◆ SOURCE MATERIAL:
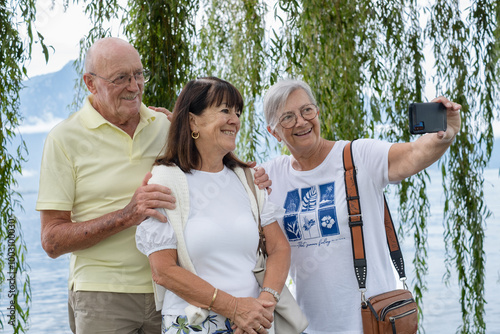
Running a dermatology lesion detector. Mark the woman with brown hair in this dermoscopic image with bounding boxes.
[136,77,290,334]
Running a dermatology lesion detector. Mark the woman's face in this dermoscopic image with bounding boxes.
[271,89,320,154]
[191,101,241,162]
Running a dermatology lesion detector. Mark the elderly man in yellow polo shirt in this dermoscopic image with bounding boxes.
[36,38,270,334]
[36,38,175,333]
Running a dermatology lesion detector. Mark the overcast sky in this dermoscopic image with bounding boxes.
[23,0,500,137]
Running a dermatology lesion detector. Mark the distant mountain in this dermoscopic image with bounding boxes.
[14,62,78,193]
[20,61,78,121]
[10,62,500,192]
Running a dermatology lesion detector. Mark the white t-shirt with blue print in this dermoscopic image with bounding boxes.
[262,139,397,334]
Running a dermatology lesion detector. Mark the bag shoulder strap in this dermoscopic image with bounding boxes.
[342,142,406,289]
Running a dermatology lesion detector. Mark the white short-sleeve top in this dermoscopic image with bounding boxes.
[136,167,284,315]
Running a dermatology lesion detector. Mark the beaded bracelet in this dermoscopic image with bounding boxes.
[208,288,219,311]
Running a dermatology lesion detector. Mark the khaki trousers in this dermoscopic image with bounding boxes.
[68,290,161,334]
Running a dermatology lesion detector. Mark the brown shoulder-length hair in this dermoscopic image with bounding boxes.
[155,77,248,173]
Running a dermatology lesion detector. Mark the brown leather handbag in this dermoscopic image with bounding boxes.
[343,142,418,334]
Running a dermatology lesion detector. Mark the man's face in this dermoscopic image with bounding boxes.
[88,41,144,125]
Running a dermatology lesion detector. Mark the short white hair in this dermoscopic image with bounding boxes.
[264,79,316,130]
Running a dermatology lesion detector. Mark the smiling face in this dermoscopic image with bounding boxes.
[84,38,144,127]
[271,89,321,156]
[190,100,241,171]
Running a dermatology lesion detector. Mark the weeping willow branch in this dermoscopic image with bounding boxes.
[198,0,269,161]
[0,1,49,333]
[427,0,498,333]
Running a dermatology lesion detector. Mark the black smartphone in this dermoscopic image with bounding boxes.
[409,102,446,134]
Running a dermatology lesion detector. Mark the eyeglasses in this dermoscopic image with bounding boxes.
[278,104,318,129]
[89,70,149,86]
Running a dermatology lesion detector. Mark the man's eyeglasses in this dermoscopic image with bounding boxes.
[89,70,149,86]
[279,104,318,129]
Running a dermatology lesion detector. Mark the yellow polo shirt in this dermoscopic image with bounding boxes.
[36,96,170,293]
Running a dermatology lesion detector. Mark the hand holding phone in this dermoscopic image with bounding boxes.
[409,102,447,134]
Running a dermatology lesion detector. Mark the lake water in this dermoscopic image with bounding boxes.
[0,169,500,334]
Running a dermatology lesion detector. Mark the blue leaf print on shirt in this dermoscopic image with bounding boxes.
[302,187,318,211]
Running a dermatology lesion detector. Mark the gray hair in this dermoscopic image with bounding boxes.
[264,79,316,130]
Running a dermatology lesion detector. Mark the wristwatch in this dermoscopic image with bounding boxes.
[260,287,280,303]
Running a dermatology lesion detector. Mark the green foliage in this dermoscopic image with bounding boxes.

◆ EXERCISE: Pull out each line from the entries above that contains the string "eyeglasses". Case counts.

◆ SOLUTION FOR THIS EXERCISE:
Running a dermatology lesion detector. Mark the eyeglasses in this dermoscopic image with bounding boxes.
Running a dermatology lesion detector. Mark the man's eyeglasses in this dermoscopic image with bounding boxes.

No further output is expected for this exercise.